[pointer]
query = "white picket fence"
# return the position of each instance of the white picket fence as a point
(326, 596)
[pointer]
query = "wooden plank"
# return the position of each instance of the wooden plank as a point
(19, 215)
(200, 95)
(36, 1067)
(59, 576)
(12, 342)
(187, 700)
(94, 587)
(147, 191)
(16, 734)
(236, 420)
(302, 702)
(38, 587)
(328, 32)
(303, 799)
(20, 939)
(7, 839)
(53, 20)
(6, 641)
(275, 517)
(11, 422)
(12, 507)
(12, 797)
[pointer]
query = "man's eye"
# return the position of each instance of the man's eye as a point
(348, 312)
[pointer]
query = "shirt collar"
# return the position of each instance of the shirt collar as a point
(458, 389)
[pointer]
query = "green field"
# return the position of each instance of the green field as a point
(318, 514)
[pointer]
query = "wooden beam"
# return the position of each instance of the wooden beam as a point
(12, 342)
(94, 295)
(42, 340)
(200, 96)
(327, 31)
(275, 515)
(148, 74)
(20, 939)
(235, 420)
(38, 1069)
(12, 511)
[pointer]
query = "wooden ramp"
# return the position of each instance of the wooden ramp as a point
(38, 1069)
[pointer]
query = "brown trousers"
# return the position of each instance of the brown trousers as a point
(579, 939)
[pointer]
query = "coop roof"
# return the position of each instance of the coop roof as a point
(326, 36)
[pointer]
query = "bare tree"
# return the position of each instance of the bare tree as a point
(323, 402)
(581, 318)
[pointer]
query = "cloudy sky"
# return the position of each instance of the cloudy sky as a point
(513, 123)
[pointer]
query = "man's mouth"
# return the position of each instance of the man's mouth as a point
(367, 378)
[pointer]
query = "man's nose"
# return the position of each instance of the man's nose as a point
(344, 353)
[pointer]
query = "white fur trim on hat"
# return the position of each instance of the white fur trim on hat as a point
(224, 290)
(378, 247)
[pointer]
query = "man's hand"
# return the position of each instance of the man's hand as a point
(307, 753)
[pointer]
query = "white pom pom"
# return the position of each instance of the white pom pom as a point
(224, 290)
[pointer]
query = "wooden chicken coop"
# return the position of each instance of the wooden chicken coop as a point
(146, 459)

================

→ **WORK TO COMPLETE**
Output each record exactly, leaving nothing out.

→ **RESULT OF THE TASK**
[pointer]
query = "white picket fence"
# return the position of each instance of the white picket fence as a point
(326, 596)
[pointer]
query = "wooden plank"
# return the position of each instance of the wooden plank as a point
(19, 215)
(200, 95)
(36, 1067)
(59, 576)
(12, 342)
(187, 700)
(94, 587)
(147, 191)
(16, 734)
(236, 420)
(302, 702)
(38, 587)
(328, 32)
(303, 799)
(20, 939)
(7, 839)
(53, 20)
(6, 641)
(275, 517)
(11, 422)
(12, 507)
(12, 797)
[pointer]
query = "man's eye"
# return the position of each instance of the man's eye as a point
(348, 312)
[pointer]
query = "shirt collar"
# return the position of each instance of the shirt collar as a point
(458, 389)
[pointer]
query = "green field"
# return the position of each instance of the green field as a point
(318, 514)
[pointer]
query = "wooden beam"
# return the position of each instance of the wooden beam as a point
(12, 342)
(94, 295)
(42, 340)
(200, 96)
(327, 31)
(275, 515)
(148, 74)
(20, 939)
(235, 420)
(38, 1069)
(12, 511)
[pointer]
query = "wooden ramp"
# return the position of each instance of the wooden ramp as a point
(38, 1069)
[pointer]
query = "brown trousers"
# return the position of each instance of the brown trousers as a point
(579, 939)
[pointer]
query = "coop roof"
# return the position of each instance of the coop roof as a point
(326, 36)
[pointer]
query = "bare tree"
# return the position of each instance of the bare tree as a point
(323, 402)
(581, 318)
[pointer]
query = "cloudy sky"
# return the position of each instance of the cloudy sky as a point
(513, 123)
[pointer]
query = "man's mouth"
# return the position of each instance of the man's mouth as a point
(367, 378)
[pointer]
query = "man's nose"
# return the position of each instance of the man's nose as a point
(344, 353)
[pointer]
query = "white fur trim on hat"
# return the position of each instance of the white fur trim on hat as a point
(224, 290)
(378, 247)
[pointer]
query = "man's hand"
# return the position of each instance of the man's hand as a point
(307, 753)
[pointer]
query = "white pom pom"
# return the position of each instance of the white pom pom as a point
(224, 290)
[pointer]
query = "wooden chicken coop"
# return the position of each instance of the wooden chicken coop as a point
(146, 459)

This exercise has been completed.